##### SUPPLIED MATERIAL #####

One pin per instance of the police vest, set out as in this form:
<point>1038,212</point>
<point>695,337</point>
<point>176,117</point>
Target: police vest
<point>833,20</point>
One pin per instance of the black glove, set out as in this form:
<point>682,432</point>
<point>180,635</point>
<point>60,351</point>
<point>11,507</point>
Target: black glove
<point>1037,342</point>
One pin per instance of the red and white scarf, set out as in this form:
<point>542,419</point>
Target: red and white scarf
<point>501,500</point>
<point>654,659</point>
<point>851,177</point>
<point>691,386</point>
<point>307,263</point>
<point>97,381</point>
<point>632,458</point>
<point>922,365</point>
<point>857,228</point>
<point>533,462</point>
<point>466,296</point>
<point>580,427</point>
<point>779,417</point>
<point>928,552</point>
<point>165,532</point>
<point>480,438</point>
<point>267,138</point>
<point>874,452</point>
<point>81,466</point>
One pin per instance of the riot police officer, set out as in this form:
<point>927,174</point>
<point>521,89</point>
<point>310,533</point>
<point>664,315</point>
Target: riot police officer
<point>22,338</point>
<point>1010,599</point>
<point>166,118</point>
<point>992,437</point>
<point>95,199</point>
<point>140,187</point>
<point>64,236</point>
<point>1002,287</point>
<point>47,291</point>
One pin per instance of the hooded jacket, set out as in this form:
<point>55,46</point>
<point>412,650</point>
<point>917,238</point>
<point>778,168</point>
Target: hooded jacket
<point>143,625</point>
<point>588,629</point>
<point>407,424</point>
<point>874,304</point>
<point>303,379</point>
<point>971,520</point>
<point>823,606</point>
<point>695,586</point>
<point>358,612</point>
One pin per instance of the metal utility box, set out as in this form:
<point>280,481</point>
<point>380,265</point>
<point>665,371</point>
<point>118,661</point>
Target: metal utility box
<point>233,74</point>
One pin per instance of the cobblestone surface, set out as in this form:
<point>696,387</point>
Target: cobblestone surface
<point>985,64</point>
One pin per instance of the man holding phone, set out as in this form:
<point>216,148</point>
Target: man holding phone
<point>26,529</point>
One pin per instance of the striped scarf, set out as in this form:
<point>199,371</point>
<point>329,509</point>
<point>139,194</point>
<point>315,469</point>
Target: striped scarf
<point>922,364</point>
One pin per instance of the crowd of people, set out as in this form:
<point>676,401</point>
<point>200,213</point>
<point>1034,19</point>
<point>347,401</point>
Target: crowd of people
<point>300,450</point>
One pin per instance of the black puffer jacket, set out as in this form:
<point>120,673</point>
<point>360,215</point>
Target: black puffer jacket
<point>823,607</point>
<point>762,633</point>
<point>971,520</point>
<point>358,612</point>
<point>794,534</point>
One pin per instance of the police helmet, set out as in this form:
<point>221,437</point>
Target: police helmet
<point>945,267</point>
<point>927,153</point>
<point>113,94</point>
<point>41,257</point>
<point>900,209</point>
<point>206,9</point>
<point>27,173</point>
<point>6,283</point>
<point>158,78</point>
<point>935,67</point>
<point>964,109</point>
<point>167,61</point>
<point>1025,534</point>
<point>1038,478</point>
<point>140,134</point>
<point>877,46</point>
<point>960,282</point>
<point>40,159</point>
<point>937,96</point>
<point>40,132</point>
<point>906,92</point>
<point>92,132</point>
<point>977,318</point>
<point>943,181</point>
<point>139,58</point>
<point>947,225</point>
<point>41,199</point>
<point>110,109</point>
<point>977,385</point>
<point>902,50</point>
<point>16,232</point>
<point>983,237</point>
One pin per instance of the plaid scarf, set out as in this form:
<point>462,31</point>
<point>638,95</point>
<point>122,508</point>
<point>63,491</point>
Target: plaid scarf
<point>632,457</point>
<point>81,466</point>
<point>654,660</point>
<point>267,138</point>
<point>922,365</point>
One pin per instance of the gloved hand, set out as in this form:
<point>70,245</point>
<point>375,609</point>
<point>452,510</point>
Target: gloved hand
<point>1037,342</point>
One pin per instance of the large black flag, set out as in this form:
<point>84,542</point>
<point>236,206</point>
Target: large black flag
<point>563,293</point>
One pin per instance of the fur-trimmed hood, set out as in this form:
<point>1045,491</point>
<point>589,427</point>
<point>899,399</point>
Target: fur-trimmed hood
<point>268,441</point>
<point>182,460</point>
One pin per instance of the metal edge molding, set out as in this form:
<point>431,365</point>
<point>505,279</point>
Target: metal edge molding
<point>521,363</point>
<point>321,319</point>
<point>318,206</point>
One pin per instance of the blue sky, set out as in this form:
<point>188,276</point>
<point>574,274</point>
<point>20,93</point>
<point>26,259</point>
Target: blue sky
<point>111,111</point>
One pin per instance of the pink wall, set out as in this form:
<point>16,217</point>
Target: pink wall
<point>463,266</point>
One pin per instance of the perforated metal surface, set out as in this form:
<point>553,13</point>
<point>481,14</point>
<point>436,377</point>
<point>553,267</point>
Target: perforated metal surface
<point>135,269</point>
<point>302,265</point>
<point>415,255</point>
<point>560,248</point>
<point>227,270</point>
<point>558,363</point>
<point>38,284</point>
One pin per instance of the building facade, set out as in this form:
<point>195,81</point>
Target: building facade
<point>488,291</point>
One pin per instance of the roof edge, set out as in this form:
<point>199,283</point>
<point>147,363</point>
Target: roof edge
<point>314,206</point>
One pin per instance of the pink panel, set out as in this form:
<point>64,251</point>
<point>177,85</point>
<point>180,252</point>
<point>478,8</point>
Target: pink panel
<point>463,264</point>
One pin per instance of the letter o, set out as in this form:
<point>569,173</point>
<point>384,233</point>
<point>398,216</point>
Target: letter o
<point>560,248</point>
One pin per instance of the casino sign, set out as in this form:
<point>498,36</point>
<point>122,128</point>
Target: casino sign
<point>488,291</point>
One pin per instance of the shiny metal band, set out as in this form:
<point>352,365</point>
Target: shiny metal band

#####

_EXERCISE DIRECTIONS_
Retype all of the rows above line for line, without changing a single character or the order of the lines.

_RESULT_
One pin per instance of the police vest, set out as in this form:
<point>1038,212</point>
<point>695,337</point>
<point>176,117</point>
Target: police vest
<point>833,20</point>
One pin per instance of the black glove, set out as in this form:
<point>682,432</point>
<point>180,635</point>
<point>60,351</point>
<point>11,507</point>
Target: black glove
<point>1037,342</point>
One pin per instance of the red and white scarf, set out as in this form:
<point>542,419</point>
Target: red and white scarf
<point>501,500</point>
<point>654,659</point>
<point>851,177</point>
<point>691,386</point>
<point>307,263</point>
<point>97,381</point>
<point>632,458</point>
<point>922,365</point>
<point>857,228</point>
<point>533,462</point>
<point>466,296</point>
<point>580,427</point>
<point>779,417</point>
<point>928,552</point>
<point>165,532</point>
<point>480,438</point>
<point>267,138</point>
<point>874,452</point>
<point>81,466</point>
One pin per instance of the riot police officer, set out as in this form:
<point>927,174</point>
<point>521,89</point>
<point>310,533</point>
<point>664,315</point>
Target: riot police officer
<point>22,338</point>
<point>1010,599</point>
<point>166,118</point>
<point>992,437</point>
<point>95,199</point>
<point>140,187</point>
<point>64,236</point>
<point>1002,287</point>
<point>47,291</point>
One pin per instance of the hooded jacket, set out as in this form:
<point>55,46</point>
<point>412,650</point>
<point>917,238</point>
<point>778,168</point>
Target: hooded jacket
<point>143,625</point>
<point>588,629</point>
<point>407,424</point>
<point>874,304</point>
<point>303,379</point>
<point>971,520</point>
<point>823,606</point>
<point>695,586</point>
<point>358,612</point>
One pin per instance of the metal utility box, set out as in this form:
<point>280,481</point>
<point>380,265</point>
<point>665,371</point>
<point>118,661</point>
Target: metal utility box
<point>233,74</point>
One pin per instance of the cobblestone surface, set out as in this form:
<point>696,387</point>
Target: cobblestone surface
<point>985,64</point>
One pin per instance of the man holding phone, set out as in this form:
<point>216,148</point>
Target: man holding phone
<point>26,529</point>
One pin per instance of the striped scarf, set out as in this form:
<point>199,371</point>
<point>329,509</point>
<point>139,194</point>
<point>315,469</point>
Target: striped scarf
<point>922,364</point>
One pin per instance of the crowd of people, set out as in this form:
<point>676,401</point>
<point>200,213</point>
<point>1034,19</point>
<point>347,401</point>
Target: crowd of people
<point>300,450</point>
One pin per instance of the black puffer jacket, set out as in this form:
<point>120,673</point>
<point>360,215</point>
Target: black puffer jacket
<point>823,607</point>
<point>762,633</point>
<point>971,520</point>
<point>358,612</point>
<point>794,534</point>
One pin per instance of the police helmet, set out as in this form:
<point>221,437</point>
Target: police helmet
<point>945,267</point>
<point>927,153</point>
<point>113,94</point>
<point>41,257</point>
<point>900,209</point>
<point>206,9</point>
<point>27,173</point>
<point>6,283</point>
<point>158,78</point>
<point>935,67</point>
<point>964,109</point>
<point>167,61</point>
<point>1025,534</point>
<point>1038,478</point>
<point>140,134</point>
<point>877,46</point>
<point>960,282</point>
<point>40,159</point>
<point>937,96</point>
<point>40,132</point>
<point>906,92</point>
<point>92,132</point>
<point>977,318</point>
<point>943,181</point>
<point>139,58</point>
<point>947,225</point>
<point>41,199</point>
<point>110,109</point>
<point>977,385</point>
<point>902,50</point>
<point>16,232</point>
<point>983,237</point>
One pin per instance of the plaid scarf, set out as in this form:
<point>462,31</point>
<point>638,95</point>
<point>122,508</point>
<point>63,491</point>
Target: plaid scarf
<point>632,457</point>
<point>81,466</point>
<point>654,660</point>
<point>267,138</point>
<point>922,365</point>
One pin per instance of the gloved hand, set out as in this form:
<point>70,245</point>
<point>375,609</point>
<point>452,510</point>
Target: gloved hand
<point>1037,342</point>
One pin per instance of the large black flag, set out as in this form:
<point>84,542</point>
<point>236,206</point>
Target: large black flag
<point>563,293</point>
One pin per instance of the fur-trimmed hood, set out as in this form:
<point>1045,491</point>
<point>589,427</point>
<point>899,399</point>
Target: fur-trimmed hood
<point>268,441</point>
<point>182,460</point>
One pin per instance of the metal edge molding, set out as in this form:
<point>431,365</point>
<point>505,279</point>
Target: metal edge molding
<point>521,363</point>
<point>321,319</point>
<point>318,206</point>
One pin per instance of the blue sky, set out as in this form:
<point>188,276</point>
<point>574,274</point>
<point>20,93</point>
<point>26,259</point>
Target: blue sky
<point>111,111</point>
One pin per instance of the pink wall, set out as in this form:
<point>16,217</point>
Target: pink wall
<point>463,266</point>
One pin per instance of the perforated metal surface, set out as in this form:
<point>553,13</point>
<point>481,14</point>
<point>436,377</point>
<point>553,267</point>
Target: perforated metal surface
<point>135,269</point>
<point>302,265</point>
<point>415,255</point>
<point>560,248</point>
<point>227,270</point>
<point>558,363</point>
<point>38,284</point>
One pin per instance of the building facade, set out as in this form:
<point>195,81</point>
Target: building facade
<point>488,291</point>
One pin per instance of the roof edge, set out as in this form:
<point>199,283</point>
<point>147,363</point>
Target: roof edge
<point>314,206</point>
One pin per instance of the pink panel, set out as in this form:
<point>64,251</point>
<point>177,85</point>
<point>180,252</point>
<point>478,8</point>
Target: pink panel
<point>463,264</point>
One pin per instance of the letter o, set out as in this form:
<point>569,173</point>
<point>384,233</point>
<point>398,216</point>
Target: letter o
<point>560,248</point>
One pin per instance of the casino sign, set out as in this form:
<point>498,36</point>
<point>122,128</point>
Target: casino sign
<point>488,291</point>
One pin per instance of the shiny metal band, set out as in this form:
<point>352,365</point>
Target: shiny metal band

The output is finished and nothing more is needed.